(Image point annotation entries)

++++++++++++++++++++

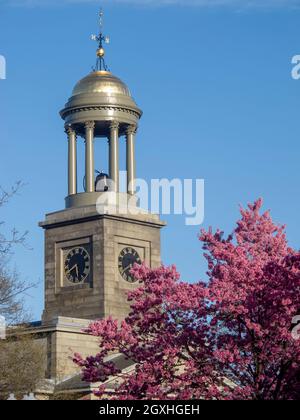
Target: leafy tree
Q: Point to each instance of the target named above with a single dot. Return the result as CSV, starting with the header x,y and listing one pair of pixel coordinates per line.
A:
x,y
229,338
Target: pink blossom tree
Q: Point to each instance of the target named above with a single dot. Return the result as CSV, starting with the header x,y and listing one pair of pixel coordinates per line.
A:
x,y
229,338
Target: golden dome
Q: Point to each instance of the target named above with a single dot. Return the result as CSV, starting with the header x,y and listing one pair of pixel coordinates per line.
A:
x,y
102,82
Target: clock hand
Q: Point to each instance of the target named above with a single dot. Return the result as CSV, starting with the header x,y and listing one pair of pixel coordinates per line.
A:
x,y
125,269
75,266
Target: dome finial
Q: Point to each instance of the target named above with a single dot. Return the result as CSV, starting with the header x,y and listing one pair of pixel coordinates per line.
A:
x,y
101,39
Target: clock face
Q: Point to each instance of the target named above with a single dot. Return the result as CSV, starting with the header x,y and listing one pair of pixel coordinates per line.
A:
x,y
128,257
77,265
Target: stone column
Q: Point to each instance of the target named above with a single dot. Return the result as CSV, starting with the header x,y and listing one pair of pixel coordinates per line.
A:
x,y
114,154
130,137
72,161
89,157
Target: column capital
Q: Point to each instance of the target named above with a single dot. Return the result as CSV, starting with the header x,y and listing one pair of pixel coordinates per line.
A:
x,y
114,125
69,130
89,125
131,129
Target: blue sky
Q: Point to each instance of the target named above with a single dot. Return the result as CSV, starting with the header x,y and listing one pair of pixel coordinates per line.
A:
x,y
213,79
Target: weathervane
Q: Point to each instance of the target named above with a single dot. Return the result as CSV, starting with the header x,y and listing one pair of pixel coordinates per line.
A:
x,y
101,39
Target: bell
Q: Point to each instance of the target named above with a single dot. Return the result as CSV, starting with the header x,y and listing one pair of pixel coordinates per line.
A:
x,y
103,182
100,52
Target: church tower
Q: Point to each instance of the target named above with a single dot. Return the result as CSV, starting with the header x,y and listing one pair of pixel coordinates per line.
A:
x,y
89,253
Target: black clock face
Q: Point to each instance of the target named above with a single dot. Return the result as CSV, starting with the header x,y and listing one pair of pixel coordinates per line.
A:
x,y
128,257
77,265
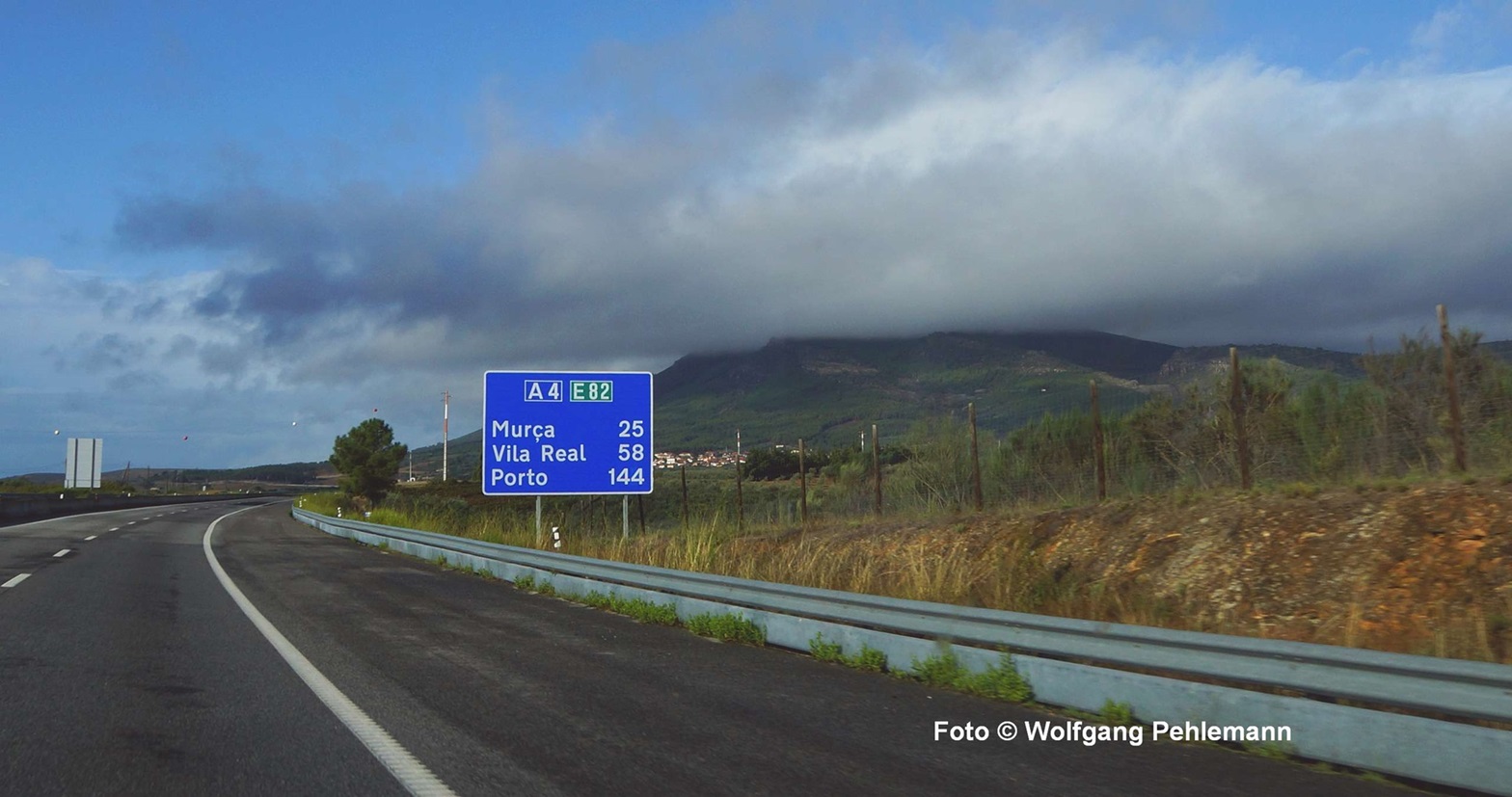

++++++++++++++++++++

Aim — Copy out all the entries above with "single dot" replaced by "single marker" everywhere it appears, changing nothing else. Leave the pictures out of your answer.

Written solution —
Target: leafy tree
Q: Point to each instance of the target named above with a single marker. Return the result as CSV, starting with the header x,y and listing one pair of pixel coordinates per line.
A:
x,y
229,338
Target: pink blossom tree
Q: Point to each instance of the target named above with a single marker. Return the result as CSV, starting with the header x,y and listing one pair of pixel coordinates per line.
A:
x,y
229,338
Target: golden dome
Q: Point to each instance of the target named above with a single marker. Return the result as CSV, starting with the header x,y and listing one pair of pixel coordinates per line.
A:
x,y
102,82
Target: clock hand
Q: Point to each instance of the target named above with a single marker. Return the result as CSV, starting with the header x,y and listing one pair of pixel coordinates per line.
A:
x,y
125,269
75,266
Target: dome finial
Q: Point to each instance of the target named above with a single marker. Return the result as CSV, starting with the header x,y and listing one pair of pixel coordinates per line.
A:
x,y
101,39
Target: clock face
Q: Point to each instance of the target named above with a single marker. Return the result as CSV, starting with the header x,y and listing one pair of pixel coordinates per line.
A:
x,y
128,257
77,265
Target: stone column
Q: Point to each instance of the target named above with a single marker. Return the result as CSV, starting with the header x,y and listing one pair of pixel coordinates per line.
A:
x,y
114,154
130,137
72,161
89,157
Target: column capital
Q: Point to each instance of the target named above with a single marker. Return the result as CSV, starting with the header x,y and listing one pair of pixel coordinates per line.
A:
x,y
114,125
69,130
89,125
131,129
Target: blue sky
Q: Point to each instance of the target named above with a single marker. Return the result as CSV, starting with the header x,y and listing one pair of pixel coordinates per line.
A:
x,y
213,79
Target: weathervane
Q: Point to each instance of the target named above with a single marker. Return the result as CSV, starting with the header x,y and listing one pair of pixel coordinates per line.
A:
x,y
101,39
Target: bell
Q: Point to each instance of the target named above with a single marker. Return the result as CSV, starting with the header x,y and listing one pair of pixel coordinates per line.
A:
x,y
103,182
100,52
Target: church tower
Q: Point to each instance of the target named above with a single marker. Return the result as CSV, starting with the header x,y and listing one pair of pixel coordinates per line.
A:
x,y
89,253
Target: black clock face
Q: Point to each instance of the target named above with a single marker. Return the result as CSV, starting with the header x,y and listing one pair of pixel coordinates per line.
A:
x,y
128,257
77,265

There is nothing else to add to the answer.